### Assigned task
Only the lines below between the ones containing "Mark the reindeer antler" and "Mark the orange", inclusive, are to be reproduced, each exactly as it stands.

### Provided records
▶
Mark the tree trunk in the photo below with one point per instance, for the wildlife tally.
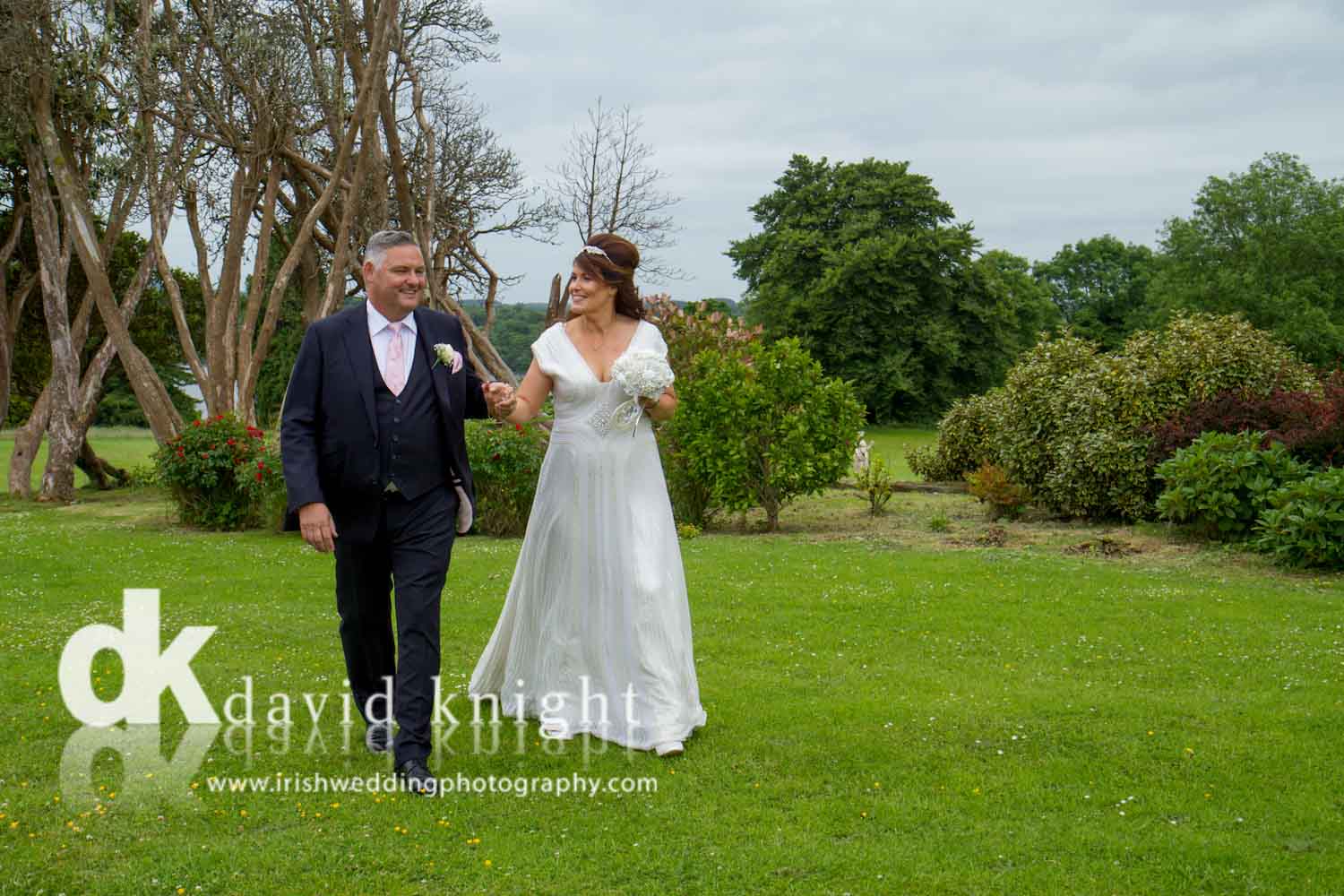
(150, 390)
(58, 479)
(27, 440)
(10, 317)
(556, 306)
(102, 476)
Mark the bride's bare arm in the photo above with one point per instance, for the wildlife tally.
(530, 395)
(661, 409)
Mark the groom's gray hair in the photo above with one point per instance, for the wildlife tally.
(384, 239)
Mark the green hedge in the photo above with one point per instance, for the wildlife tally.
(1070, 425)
◀
▶
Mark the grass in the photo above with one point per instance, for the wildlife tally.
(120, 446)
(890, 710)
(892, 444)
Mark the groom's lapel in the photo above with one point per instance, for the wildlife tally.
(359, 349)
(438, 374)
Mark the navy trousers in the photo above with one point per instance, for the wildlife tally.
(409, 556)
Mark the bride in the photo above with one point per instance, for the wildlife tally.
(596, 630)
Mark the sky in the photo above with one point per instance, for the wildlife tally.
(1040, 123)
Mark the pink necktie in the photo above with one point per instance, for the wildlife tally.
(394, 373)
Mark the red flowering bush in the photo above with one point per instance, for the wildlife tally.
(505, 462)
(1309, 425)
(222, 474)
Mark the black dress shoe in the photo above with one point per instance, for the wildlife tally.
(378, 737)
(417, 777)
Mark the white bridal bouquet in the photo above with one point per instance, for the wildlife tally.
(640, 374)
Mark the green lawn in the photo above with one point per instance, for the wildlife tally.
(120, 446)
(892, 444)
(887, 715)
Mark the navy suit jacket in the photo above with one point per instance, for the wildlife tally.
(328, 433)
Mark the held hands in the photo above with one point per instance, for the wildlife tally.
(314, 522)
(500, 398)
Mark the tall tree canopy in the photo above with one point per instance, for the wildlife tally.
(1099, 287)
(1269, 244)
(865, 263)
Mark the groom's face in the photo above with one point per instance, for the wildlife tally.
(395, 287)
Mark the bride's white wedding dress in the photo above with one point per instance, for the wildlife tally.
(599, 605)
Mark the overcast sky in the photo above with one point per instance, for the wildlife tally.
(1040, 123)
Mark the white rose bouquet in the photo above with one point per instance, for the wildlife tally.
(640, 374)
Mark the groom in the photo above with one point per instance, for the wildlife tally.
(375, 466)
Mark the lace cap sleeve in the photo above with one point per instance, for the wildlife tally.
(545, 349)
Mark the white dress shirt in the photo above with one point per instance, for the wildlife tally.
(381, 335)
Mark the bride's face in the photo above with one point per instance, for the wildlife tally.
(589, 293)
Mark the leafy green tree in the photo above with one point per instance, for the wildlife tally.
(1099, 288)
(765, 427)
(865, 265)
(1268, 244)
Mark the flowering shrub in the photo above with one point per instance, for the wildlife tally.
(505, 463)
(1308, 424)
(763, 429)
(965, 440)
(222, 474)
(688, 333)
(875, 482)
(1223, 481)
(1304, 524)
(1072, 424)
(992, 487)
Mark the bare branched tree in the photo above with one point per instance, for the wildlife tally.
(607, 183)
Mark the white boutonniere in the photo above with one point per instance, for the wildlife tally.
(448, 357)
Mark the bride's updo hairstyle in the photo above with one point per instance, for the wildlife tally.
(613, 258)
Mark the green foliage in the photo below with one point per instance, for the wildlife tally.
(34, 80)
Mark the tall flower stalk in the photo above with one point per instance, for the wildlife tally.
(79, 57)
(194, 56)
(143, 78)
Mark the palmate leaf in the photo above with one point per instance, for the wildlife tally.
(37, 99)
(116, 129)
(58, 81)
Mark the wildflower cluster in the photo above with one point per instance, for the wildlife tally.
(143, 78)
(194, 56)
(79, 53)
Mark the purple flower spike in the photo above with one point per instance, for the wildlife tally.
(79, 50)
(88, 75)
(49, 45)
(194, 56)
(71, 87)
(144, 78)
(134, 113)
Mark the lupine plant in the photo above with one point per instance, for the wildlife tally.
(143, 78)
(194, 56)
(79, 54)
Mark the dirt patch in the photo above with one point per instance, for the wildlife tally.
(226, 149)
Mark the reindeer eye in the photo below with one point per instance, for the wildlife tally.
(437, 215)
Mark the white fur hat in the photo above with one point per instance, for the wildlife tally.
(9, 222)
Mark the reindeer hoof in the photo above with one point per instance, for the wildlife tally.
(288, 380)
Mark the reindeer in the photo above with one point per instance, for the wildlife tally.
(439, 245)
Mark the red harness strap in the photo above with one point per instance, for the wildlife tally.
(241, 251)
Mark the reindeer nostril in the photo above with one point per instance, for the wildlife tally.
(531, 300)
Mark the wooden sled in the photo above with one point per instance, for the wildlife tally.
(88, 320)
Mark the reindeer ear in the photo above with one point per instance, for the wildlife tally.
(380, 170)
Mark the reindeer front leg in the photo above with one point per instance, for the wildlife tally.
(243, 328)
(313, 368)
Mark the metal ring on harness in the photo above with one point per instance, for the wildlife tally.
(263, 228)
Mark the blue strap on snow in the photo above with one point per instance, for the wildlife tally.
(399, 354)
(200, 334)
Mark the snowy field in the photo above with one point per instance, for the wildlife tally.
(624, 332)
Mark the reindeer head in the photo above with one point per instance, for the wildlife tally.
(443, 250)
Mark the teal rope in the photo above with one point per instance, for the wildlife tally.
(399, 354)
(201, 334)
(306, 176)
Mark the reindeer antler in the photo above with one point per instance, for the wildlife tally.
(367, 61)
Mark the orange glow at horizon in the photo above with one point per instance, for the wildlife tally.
◀
▶
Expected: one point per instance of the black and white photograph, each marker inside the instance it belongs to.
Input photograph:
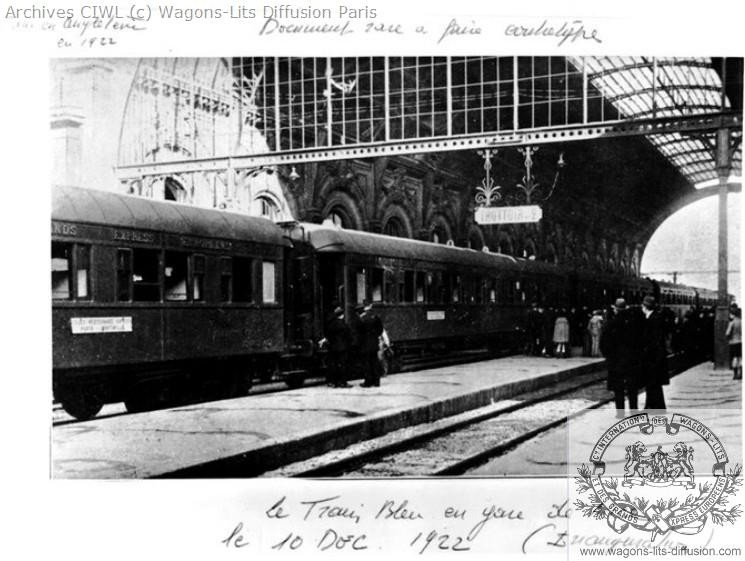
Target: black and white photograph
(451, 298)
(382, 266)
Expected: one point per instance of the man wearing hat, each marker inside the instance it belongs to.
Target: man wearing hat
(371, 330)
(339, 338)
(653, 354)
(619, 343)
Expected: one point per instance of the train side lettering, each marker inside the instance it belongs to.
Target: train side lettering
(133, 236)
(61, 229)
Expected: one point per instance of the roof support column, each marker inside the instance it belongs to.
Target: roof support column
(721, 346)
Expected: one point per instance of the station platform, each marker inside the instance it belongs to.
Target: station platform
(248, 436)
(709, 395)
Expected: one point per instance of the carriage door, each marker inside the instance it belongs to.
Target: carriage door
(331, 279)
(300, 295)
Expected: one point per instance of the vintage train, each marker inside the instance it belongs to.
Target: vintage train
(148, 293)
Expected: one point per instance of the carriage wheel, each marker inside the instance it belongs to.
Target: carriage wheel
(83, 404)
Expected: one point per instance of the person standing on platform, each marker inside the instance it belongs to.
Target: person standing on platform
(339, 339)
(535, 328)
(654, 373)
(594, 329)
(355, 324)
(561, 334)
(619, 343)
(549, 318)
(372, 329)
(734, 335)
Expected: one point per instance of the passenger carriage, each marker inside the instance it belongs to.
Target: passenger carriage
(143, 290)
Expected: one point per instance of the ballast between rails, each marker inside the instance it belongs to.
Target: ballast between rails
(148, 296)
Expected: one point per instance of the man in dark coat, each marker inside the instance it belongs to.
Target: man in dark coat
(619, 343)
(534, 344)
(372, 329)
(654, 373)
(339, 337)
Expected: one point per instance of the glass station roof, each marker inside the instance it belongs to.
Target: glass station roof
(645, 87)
◀
### Task answer
Mark the reindeer antler in the photo above with one point per instance, for the wildlife tally.
(367, 61)
Mark the orange glow at horizon in the photo above with one point per instance, for the wildlife tally.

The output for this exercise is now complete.